Pierwszy porządek to porządek pamięci i historii. Niemiecka agresja na Polskę i zbrodnie niemieckiej Trzeciej Rzeszy w Polsce nigdy nie zostaną przez nas zapomniane. Rany ludzkie, materialne i kulturowe tych zbrodni nie zostaną nigdy zaleczone i zatarte. II Rzeczpospolita, wymarzone państwo polskie, ledwo co odzyskane po rozbiorach, zostało przez Trzecią Rzeszę – wespół ze stalinowską Rosją – bezpowrotnie zniszczone. Polska jako naród i państwo poniosła kolosalne straty, a wyjątkowa, wielowiekowa cywilizacja polskich Żydów została przez nazistowskie Niemcy unicestwiona w sposób nieodwracalny.

Drugi porządek to okres powojenny, do lat 1965-1970. Niemcy zostały pokonane przez mocarstwa alianckie, które decydowały o losach Niemiec i Polski. Na żądanie Stalina, za zgodą Zachodu, Polska została zmieniona w sensie terytorialnym. Utrata wschodniej połowy Rzeczypospolitej została "zrekompensowana" kosztem Niemiec przyznaniem Polsce Ziem Zachodnich i Północnych. Nie był to wybór Polski, ale ziemie te stały się szybko organiczną częścią polskiej rzeczywistości.

Polska została podporządkowana w każdej dziedzinie Moskwie, także za zgodą mocarstw zachodnich. To było także przyczyną tego, że powojenne decyzje o reparacjach wojennych dla Polski zostały oddane w gestię Związku Sowieckiego. Nie dość, że te reparacje wojenne były formalnie niewielkie, to jeszcze o ich formule miała za Polskę decydować Moskwa. Zgodziły się na to Stany Zjednoczone i Wielka Brytania, które nie widziały już w Polsce państwa suwerennego, lecz wasala stalinowskiego ZSRS. Zemściło się to na Polsce, gdy bierutowska ekipa w porozumieniu z Moskwą rezygnowała z domagania się reparacji.

Oświadczenie rządu B. Bieruta w sprawie reparacji od Niemiec Trybuna Ludu 24 sierpnia 1953 roku

Zmiany dokonały się z winy Niemiec

Polska straciła po wojnie suwerenność, tracąc także wielką cześć swojego terytorium i ogromną część swojego dziedzictwa kulturalnego. Niemcy utraciły dużą część suwerenności i dużą część terytorium i dziedzictwa kulturalnego – te ostatnie głównie na rzecz Polski. Ale tu nie ma równoległości i symetrii. Te zmiany dokonały się z winy Niemiec, jako jeden z finalnych skutków II wojny światowej i polityki Trzeciej Rzeszy Niemieckiej. W Niemczech Zachodnich Niemcy mogli bez ograniczeń rozwijać pamięć o wysiedleniu z Polski czy Czechosłowacji. Dyskusja o powojennym wysiedleniu Polaków z Polski Wschodniej była przez prawie pięć dekad zakneblowana przez komunistyczne władze.

• _Twoje zadania_:
A – Przepisz bez zmian fragment o historii stosunków polsko-niemieckich od słów „Polska została podporządkowana” do słów „domagania się reparacji.”.
B – Kto według fragmentu o historii stosunków polsko-niemieckich miał decydować za Polskę o formule reparacji wojennych?
C – Pisz dalej fragment o historii stosunków polsko-niemieckich, zaczynając po jego ostatnim zdaniu.

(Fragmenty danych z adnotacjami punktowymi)
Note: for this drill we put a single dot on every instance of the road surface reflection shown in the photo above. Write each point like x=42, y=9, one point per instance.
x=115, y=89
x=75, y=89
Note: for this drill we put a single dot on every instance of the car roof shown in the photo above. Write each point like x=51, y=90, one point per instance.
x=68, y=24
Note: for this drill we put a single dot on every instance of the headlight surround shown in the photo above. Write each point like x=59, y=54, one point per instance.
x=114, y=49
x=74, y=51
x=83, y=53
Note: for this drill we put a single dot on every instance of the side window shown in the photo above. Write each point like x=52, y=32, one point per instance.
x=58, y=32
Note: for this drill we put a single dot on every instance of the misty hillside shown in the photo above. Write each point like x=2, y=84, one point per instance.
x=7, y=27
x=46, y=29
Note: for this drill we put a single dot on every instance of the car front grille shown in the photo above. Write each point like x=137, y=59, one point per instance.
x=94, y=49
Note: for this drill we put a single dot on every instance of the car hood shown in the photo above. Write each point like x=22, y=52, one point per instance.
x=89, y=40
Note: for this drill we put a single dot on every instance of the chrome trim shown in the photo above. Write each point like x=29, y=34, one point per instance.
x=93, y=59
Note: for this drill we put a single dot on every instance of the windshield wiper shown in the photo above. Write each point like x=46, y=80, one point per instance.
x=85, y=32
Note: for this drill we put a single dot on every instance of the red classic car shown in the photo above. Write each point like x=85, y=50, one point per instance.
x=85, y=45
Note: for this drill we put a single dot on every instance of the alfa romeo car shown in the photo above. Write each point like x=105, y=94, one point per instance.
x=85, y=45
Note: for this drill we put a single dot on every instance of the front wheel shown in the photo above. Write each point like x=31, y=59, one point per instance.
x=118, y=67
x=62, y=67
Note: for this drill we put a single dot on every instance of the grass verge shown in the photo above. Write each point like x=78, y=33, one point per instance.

• _Odpowiedzi do zadań_:
A –
Polska została podporządkowana w każdej dziedzinie Moskwie, także za zgodą mocarstw zachodnich. To było także przyczyną tego, że powojenne decyzje o reparacjach wojennych dla Polski zostały oddane w gestię Związku Sowieckiego. Nie dość, że te reparacje wojenne były formalnie niewielkie, to jeszcze o ich formule miała za Polskę decydować Moskwa. Zgodziły się na to Stany Zjednoczone i Wielka Brytania, które nie widziały już w Polsce państwa suwerennego, lecz wasala stalinowskiego ZSRS. Zemściło się to na Polsce, gdy bierutowska ekipa w porozumieniu z Moskwą rezygnowała z domagania się reparacji.

B – Moskwa.

C –
Naród niemiecki utracił dodatkowo swoją państwową jedność po wojnie, ponieważ mocarstwa zadecydowały o powołaniu dwóch państw – demokratycznej RFN i komunistycznej NRD. Amerykanie i zachodni sojusznicy, nie bez początkowych wahań, zdecydowali o daleko idącym włączeniu prozachodniej RFN do zachodnich struktur wojskowych, gospodarczych i politycznych. Integracja Niemiec z Zachodem jest jednym z naczelnych osiągnięć świata zachodniego w XX wieku i jednym z naczelnych osiągnięć Niemiec, faktycznie przekreślającym II wojnę światową. To włączenie do zachodnich sojuszy było na tyle głębokie, że Niemcy nie przyjęli sowieckich propozycji zjednoczenia państwa w zamian za odwrócenie się od Zachodu, szczególnie od Stanów Zjednoczonych. Kierownictwo polityczne zachodnioniemieckiego państwa nie wybrało drogi Austrii, która odzyskała państwową jedność po okupacji powojennej, ale za cenę nieuczestniczenia w zachodnich sojuszach. Ten stan trwał w przypadku Austrii aż do połowy lat 90-tych, do wejścia do Unii Europejskiej. Niemcy Zachodnie w NATO są od połowy lat 50., i są także jednym z państw założycielskich Wspólnoty Europejskiej.

Wrogość polsko-niemiecka i próby jej przełamania

Czas powojenny to moment, gdy wrogość Niemców i Polaków wydawała się być niemożliwa do przełamania. Ogrom zbrodni niemieckich, popełnionych na Żydach i Polakach, był przytłaczający.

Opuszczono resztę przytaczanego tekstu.